§ **DIRECTIONS FOR THIS TASK**: Repeat the data word for word, starting at the line with "the player's hand" and ending at the line with "the football in", including both of those lines.

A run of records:
>>>>>
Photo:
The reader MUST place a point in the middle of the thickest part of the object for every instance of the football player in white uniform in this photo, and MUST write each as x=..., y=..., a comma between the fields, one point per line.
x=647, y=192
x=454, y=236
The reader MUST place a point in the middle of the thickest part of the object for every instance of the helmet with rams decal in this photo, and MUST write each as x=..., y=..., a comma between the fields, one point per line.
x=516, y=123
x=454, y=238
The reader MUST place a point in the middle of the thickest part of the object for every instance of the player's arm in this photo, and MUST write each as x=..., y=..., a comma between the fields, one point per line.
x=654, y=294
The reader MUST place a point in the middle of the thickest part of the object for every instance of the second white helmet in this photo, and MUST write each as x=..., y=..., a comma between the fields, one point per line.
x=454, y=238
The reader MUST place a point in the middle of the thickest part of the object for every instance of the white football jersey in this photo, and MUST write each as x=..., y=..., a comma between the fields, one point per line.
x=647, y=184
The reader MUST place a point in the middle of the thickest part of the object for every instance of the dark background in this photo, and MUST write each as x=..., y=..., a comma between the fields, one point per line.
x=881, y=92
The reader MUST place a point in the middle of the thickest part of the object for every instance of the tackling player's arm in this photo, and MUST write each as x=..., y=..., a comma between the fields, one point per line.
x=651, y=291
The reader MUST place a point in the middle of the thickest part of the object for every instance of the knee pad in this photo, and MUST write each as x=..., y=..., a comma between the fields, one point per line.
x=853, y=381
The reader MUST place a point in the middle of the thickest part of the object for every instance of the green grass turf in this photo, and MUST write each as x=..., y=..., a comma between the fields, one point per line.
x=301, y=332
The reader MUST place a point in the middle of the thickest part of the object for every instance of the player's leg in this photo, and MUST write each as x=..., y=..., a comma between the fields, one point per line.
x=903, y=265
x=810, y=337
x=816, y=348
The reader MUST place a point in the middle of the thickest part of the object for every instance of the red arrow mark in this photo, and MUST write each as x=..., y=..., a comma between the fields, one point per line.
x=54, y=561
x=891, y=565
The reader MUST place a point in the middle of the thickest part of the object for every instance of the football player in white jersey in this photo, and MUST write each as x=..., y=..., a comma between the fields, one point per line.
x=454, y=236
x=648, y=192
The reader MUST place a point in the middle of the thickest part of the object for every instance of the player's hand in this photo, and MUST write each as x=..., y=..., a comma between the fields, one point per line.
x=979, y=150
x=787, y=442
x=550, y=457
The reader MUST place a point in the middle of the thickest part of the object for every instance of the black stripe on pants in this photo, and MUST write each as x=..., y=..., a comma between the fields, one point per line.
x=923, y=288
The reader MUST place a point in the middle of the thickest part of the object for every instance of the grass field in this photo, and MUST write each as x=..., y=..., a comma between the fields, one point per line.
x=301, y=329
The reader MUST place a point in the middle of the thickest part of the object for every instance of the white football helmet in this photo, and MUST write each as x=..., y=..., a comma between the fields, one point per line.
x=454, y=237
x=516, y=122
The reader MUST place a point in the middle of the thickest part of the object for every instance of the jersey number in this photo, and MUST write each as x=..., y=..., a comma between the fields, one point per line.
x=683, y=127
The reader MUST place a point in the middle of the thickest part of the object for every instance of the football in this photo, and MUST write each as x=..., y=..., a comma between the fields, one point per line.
<<<<<
>>>>>
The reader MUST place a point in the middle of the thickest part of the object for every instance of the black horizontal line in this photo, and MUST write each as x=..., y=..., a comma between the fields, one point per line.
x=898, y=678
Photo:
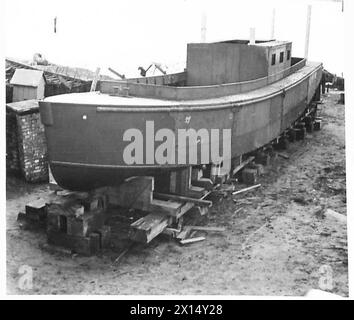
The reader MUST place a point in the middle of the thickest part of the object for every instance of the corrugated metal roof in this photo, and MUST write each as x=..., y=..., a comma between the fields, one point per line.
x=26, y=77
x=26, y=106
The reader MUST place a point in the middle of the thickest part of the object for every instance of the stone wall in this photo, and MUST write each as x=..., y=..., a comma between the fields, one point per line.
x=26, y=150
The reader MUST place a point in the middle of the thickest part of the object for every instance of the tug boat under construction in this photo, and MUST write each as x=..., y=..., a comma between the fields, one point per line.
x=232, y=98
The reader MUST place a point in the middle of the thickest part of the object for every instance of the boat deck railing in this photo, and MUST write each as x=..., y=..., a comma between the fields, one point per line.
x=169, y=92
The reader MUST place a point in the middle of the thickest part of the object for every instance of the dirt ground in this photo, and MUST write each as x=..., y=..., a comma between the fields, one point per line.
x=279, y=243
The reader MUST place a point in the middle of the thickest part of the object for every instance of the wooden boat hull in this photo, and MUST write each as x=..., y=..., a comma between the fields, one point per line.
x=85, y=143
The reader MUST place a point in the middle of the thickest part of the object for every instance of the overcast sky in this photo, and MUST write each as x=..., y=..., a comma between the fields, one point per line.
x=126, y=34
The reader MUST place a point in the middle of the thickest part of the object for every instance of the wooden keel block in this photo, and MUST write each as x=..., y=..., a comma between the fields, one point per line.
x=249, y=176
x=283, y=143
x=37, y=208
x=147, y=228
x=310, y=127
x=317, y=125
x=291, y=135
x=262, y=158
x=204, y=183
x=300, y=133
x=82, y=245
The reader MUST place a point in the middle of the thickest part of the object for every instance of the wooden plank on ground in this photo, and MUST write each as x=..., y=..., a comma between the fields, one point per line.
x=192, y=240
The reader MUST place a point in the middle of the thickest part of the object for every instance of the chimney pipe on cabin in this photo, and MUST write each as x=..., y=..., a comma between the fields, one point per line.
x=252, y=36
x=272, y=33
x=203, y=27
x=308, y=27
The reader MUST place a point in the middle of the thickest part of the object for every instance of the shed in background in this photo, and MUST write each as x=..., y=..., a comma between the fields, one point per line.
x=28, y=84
<<<<<
§ **REPLY**:
The reader MUST place a point in the middle of the thickest part of the object for every instance of the player's hand in this photo, and MUST write each as x=..., y=..., a comma between the fields, one point per line.
x=979, y=150
x=787, y=442
x=550, y=457
The reader MUST place a point in the middle of the thickest part of the object for every instance of the black stripe on pants in this photo, and MUST write each as x=..., y=..., a comma between the fields, one point per line.
x=923, y=288
The reader MUST place a point in the middle of the thickest part of the object for every instance of the grass field in this photo, and MUST write each as x=..., y=..., a comma between the fields, one point per line.
x=301, y=329
The reader MUST place a point in the middle of the thickest part of the object for every instance of the white football helmet in this photo, and MUST write each as x=..., y=..., a comma between the fields, one point per line.
x=454, y=237
x=516, y=122
The reader MUST place a point in the middle of the thickest part of the object for every instance of the jersey number in this photo, and MUST write each as x=..., y=..., a comma between the fields, one point per line.
x=683, y=127
The reader MUST place a point in the middle of the thickest part of the object for every instance of the football in this photo, and MUST write each as x=..., y=..., a comma between the fields, one point per line.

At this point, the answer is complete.